§ **YOUR INSTRUCTIONS**:
In your answer, repeat each line of the data exactly.

§ **SUPPLIED DATA**:
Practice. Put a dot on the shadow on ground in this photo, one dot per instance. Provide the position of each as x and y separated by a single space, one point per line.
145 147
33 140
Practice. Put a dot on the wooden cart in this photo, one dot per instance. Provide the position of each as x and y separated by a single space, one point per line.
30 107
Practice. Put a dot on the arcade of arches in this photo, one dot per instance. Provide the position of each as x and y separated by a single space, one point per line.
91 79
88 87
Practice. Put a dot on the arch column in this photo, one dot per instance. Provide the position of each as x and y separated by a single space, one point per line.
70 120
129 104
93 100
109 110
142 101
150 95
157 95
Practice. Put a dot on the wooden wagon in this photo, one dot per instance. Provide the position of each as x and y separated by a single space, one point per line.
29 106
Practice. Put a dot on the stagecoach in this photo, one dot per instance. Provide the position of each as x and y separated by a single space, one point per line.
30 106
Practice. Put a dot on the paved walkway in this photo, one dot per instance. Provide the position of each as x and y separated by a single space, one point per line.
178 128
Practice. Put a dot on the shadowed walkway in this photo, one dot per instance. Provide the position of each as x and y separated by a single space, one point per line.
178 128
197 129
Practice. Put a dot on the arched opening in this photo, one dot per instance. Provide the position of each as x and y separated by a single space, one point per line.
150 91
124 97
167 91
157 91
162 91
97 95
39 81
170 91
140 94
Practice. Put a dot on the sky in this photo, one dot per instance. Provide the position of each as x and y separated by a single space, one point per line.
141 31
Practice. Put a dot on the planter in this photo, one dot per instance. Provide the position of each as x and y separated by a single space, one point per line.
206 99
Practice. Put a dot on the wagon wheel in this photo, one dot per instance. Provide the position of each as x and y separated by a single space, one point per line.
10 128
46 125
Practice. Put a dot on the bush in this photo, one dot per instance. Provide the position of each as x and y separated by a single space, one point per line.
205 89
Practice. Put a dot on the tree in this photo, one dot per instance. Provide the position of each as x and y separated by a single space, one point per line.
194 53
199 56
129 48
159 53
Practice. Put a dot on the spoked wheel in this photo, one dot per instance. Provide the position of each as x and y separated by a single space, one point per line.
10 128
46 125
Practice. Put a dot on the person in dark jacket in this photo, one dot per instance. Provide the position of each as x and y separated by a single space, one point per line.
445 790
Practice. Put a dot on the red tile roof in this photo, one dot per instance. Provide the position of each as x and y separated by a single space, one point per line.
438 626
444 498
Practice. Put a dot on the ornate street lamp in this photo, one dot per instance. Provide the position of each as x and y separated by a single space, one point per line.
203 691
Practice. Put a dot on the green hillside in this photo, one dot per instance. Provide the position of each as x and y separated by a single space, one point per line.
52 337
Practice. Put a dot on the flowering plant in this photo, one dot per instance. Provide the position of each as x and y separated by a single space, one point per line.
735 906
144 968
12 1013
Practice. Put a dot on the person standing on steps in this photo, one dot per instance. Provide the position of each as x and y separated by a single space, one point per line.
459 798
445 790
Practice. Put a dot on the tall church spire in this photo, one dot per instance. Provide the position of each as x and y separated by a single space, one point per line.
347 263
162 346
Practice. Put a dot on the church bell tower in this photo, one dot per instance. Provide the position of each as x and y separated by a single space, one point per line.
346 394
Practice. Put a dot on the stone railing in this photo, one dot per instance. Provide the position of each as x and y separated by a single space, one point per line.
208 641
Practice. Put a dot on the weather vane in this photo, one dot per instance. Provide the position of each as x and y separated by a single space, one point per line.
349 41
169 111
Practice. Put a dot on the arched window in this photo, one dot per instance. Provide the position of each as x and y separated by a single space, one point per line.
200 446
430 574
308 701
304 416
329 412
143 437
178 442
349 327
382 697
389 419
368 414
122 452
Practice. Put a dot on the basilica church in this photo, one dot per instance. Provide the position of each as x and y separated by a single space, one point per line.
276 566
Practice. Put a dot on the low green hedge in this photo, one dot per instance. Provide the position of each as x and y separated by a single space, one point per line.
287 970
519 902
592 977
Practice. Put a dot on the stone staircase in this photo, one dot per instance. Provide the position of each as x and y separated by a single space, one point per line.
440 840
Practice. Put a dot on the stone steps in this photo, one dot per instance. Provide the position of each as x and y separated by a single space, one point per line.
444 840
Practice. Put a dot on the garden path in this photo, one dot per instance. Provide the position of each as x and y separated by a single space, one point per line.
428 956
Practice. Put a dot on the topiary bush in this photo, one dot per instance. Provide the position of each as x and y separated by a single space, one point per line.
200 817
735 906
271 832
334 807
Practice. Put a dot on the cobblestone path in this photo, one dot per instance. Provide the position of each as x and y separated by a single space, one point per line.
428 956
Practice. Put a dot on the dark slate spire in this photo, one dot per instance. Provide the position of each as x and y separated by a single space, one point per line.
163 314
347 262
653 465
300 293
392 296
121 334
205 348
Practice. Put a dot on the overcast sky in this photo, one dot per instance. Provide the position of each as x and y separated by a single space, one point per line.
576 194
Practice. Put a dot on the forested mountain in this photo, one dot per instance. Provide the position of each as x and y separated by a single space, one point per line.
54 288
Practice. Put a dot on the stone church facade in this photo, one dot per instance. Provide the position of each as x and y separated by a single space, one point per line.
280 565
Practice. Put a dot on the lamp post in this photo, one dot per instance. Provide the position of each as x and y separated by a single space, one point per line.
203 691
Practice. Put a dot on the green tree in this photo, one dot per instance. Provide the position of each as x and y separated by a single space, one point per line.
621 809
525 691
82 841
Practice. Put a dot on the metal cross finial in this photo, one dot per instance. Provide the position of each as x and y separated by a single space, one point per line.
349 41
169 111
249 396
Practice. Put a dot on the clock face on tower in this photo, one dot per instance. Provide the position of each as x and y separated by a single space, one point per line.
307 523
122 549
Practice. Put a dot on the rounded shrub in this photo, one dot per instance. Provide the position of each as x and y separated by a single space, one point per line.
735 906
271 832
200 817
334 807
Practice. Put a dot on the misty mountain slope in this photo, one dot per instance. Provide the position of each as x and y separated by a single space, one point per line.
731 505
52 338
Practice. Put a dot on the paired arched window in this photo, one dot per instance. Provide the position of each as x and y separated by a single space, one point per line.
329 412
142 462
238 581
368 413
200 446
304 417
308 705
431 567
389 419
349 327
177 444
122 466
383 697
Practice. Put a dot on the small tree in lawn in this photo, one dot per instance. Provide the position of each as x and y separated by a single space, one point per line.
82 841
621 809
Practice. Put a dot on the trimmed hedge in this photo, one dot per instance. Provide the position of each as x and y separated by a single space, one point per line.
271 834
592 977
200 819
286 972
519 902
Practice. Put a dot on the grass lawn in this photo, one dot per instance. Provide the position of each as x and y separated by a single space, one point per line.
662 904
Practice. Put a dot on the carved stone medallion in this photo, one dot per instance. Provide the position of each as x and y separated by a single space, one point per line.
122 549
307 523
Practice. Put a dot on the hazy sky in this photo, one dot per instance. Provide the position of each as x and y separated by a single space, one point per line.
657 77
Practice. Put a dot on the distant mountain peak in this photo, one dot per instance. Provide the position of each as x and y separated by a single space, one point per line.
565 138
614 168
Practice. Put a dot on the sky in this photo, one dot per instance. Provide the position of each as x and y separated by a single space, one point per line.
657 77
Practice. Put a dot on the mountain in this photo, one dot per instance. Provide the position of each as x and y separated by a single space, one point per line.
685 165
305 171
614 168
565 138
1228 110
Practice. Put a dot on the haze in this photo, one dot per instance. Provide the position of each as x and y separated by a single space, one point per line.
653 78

§ **ANSWER SPACE**:
Practice. Put a dot on the shadow on ground in this photo, one dot per instance. Provide the position of each as x and y separated by a single space, one point per line.
145 147
33 140
Practice. Put a dot on the wooden cart in this photo, one dot per instance. Provide the position of each as x and y separated by a single space, one point per line.
30 107
Practice. Put a dot on the arcade of arches in this photo, one dot per instance. Provide the position of each as x and y separated by a single space, one point per line.
91 79
88 87
Practice. Put a dot on the arch column in this photo, one dot per instance. Provide the position of each as x and y separated by a single space, one point per line.
70 120
129 104
93 100
109 110
142 101
150 95
157 95
Practice. Put a dot on the wooden wagon in this photo, one dot per instance. Provide the position of each as x and y separated by a single space, one point per line.
29 106
Practice. Put a dot on the stagecoach in this photo, one dot per instance. Provide the position of each as x and y separated by a single space, one point per line.
30 106
Practice. Put a dot on the paved walkway in this photo, one dot per instance. Provide the position of each as x and y separated by a single space, one point per line.
178 128
Practice. Put a dot on the shadowed walkway in this photo, one dot per instance. Provide the position of each as x and y separated by a single space, one point per line.
178 128
197 129
Practice. Put a dot on the arched opening in this photo, one dot per instance. Provide the position of each as x and y separated by a single space, one point per line.
150 91
124 97
167 91
157 91
162 91
97 95
39 81
170 91
140 94
Practice. Put a dot on the sky in this photo, one dot per instance. Provide the position of each as x and y separated by a single space, one point per line.
141 31
Practice. Put a dot on the planter in this photo, one dot per instance. Provide the position of each as x and y separated by a single space, one point per line.
206 99
Practice. Put a dot on the wagon wheel in this photo, one dot per instance. Provide the position of each as x and y separated by a single space, one point per line.
10 128
46 125
Practice. Put a dot on the bush in this photo, one dot per instance. Provide the position of each as x and y separated by a single space, one point per line.
205 89
Practice. Put a dot on the tree in this photo, one dot per instance. Provide the position of each as x and y separated by a single space, one point per line.
194 53
199 56
129 48
159 53
Practice. Put a dot on the spoked wheel in this photo, one dot per instance. Provide the position of each as x and y separated by a single space, one point per line.
10 128
46 125
Practice. Put a dot on the person in dark jacket in this photo, one dot per instance. Provide the position of each as x and y separated by a single space, one point per line.
445 790
Practice. Put a dot on the red tile roof in this photo, one dot per instance. Provide the position of each as x and y separated by a single space, one point per line.
438 626
444 498
Practice. Put a dot on the ornate street lamp in this photo, one dot per instance. Provide the position of each as x and y separated by a single space, one point per line.
203 691
Practice. Put a dot on the green hillside in this photo, one dot per instance. Provide the position of each as x and y separated by a single space, one point per line.
52 337
Practice. Put a dot on the flowering plant in this photo, one dot per instance. Provide the position of each as x and y separated by a single space, one point per line.
735 906
144 968
12 1013
Practice. Put a dot on the person standing on steps in this photo, one dot per instance. Provide the position of each as x and y separated by a single space, one point per line.
459 798
445 790
Practice. Put a dot on the tall church spire in this photo, one dot per instance. Provide the position of each as x and y separated by a single space, one point per line.
347 263
162 346
Practice. Put a dot on the church bell tower in this photo, one dot per instance. Provide the position of each as x and y separated by a single space, one point per line.
346 394
Practice. Put a dot on the stone railing in this photo, one dot per instance. Provide the position of each as x and y separated by a single space, one point per line.
208 641
Practice. Put a dot on the weather vane in this photo, one dot per instance. Provide the position of each as x and y separated by a single space, one point per line.
349 41
169 111
Practice. Put a dot on the arched window in this photo, one dot per instance. Provide the position of each as x and y separated by a single space, one point per line.
200 446
430 574
308 701
304 416
329 412
143 437
178 442
349 327
382 697
389 419
368 414
122 452
Practice. Put a dot on the basilica church in this photo, one dot per instance. Provide the position of each as x and y separated by a single space, one point per line.
276 566
Practice. Put a dot on the low green hedge in this photo, one dot per instance. Provide the position of each as x and y separated by a single space, one point per line.
287 970
519 902
592 977
Practice. Put a dot on the stone staircase in this photo, one dot per instance. Provide the position of each as x and y separated by a single space, one point per line.
440 840
Practice. Put a dot on the stone steps in this photo, one dot per instance. Provide the position of each as x and y separated by a single space, one point per line.
444 840
Practice. Put a dot on the garden path in this photo, one dot per instance. Provide the position of each as x and y separated by a single space, one point per line.
428 956
Practice. Put a dot on the topiary bush in this photo, one dot per instance. Provide the position of each as x and y separated by a single space, one point per line.
200 817
735 906
271 832
334 807
Practice. Put a dot on the cobblestone path in this photo, one dot per instance. Provide the position of each as x and y separated by a single space, one point per line.
428 956
Practice. Put a dot on the dark slate spire in this photo, one dot per instance. Provide the position of each as x and y separated by a single space, one point per line.
163 314
347 262
653 465
300 293
392 296
121 334
205 348
Practice. Put a dot on the overcast sky in this photo, one dot per instance. Provide the position of each as x and y separated by a single space, one point per line.
576 194
Practice. Put a dot on the forested mountain in this photo, one dot per instance. Provide the position of each as x and y separated by a single space, one point per line.
54 288
Practice. Put a dot on the stone church facade in this photo, one dot per instance. Provide the position of each as x and y separated by a single space, one point per line.
280 565
Practice. Put a dot on the lamp post in this photo, one dot per instance. Provide the position of each as x and y separated by a single space, one point per line.
203 691
Practice. Put a dot on the green tree in this photo, one dot per instance. Provide the position of each as x and y separated by a single space, one point per line.
621 809
525 691
82 841
Practice. Put a dot on the metal cross finial in this photo, one dot per instance. Provide the position of each as x and y separated by a single space, one point per line.
349 41
169 111
249 396
Practice. Put a dot on the clock face on tower in this photo, one dot per instance. Provide the position of each as x and y separated by a single space, one point per line.
307 523
122 549
Practice. Put a dot on the rounded shrub in this photo, one dot per instance. Provide the position of each as x and y separated by a single space, one point per line.
735 906
271 832
200 817
334 807
Practice. Put a dot on the misty mountain slope in this photo, one dot per instance. Provide the position of each as x and y separated by a single space, one point per line.
731 505
52 338
Practice. Put a dot on the paired arched window in this photo, one dot per instance. Provide the position of each as x and y separated by a single space, one point per line.
329 412
142 462
238 581
368 413
200 446
304 417
308 705
431 567
389 419
349 327
177 444
122 466
383 697
Practice. Put a dot on the small tree in lawn in this photo, one dot per instance. Provide the position of each as x and y separated by a single space, one point per line.
82 841
621 809
Practice. Put a dot on the trimmed hedge in this photo, one dot per instance. Provide the position of each as x and y separated by a single space, one point per line.
271 834
592 977
200 819
286 972
519 902
Practice. Put a dot on the grass lawn in this photo, one dot per instance. Provide the position of each as x and y separated by a single space, one point per line.
662 904
Practice. Put a dot on the carved stone medallion in this photo, one dot per instance. Provide the position of each as x and y separated by a single space, one point per line.
122 549
307 523
Practice. Put a dot on the hazy sky in this photo, one dot per instance. Provide the position of each as x and y separated by a single space, one point per line.
657 77
Practice. Put a dot on the distant mountain peak in this photo, one dot per instance. Provide the position of each as x and y separated by a single space, one point per line.
565 138
614 168
Practice. Put a dot on the sky in this photo, one dot per instance. Provide the position of each as x and y separated by a single space, one point per line.
657 77
Practice. Put a dot on the mountain in this photo, one dot per instance. Provide the position of each as x and y separated by a single space, one point per line.
685 165
305 171
614 168
565 138
1228 110
Practice. Put a dot on the haze in this photo, one dot per instance. Provide the position of each as x and y separated by a single space, one point per line.
653 78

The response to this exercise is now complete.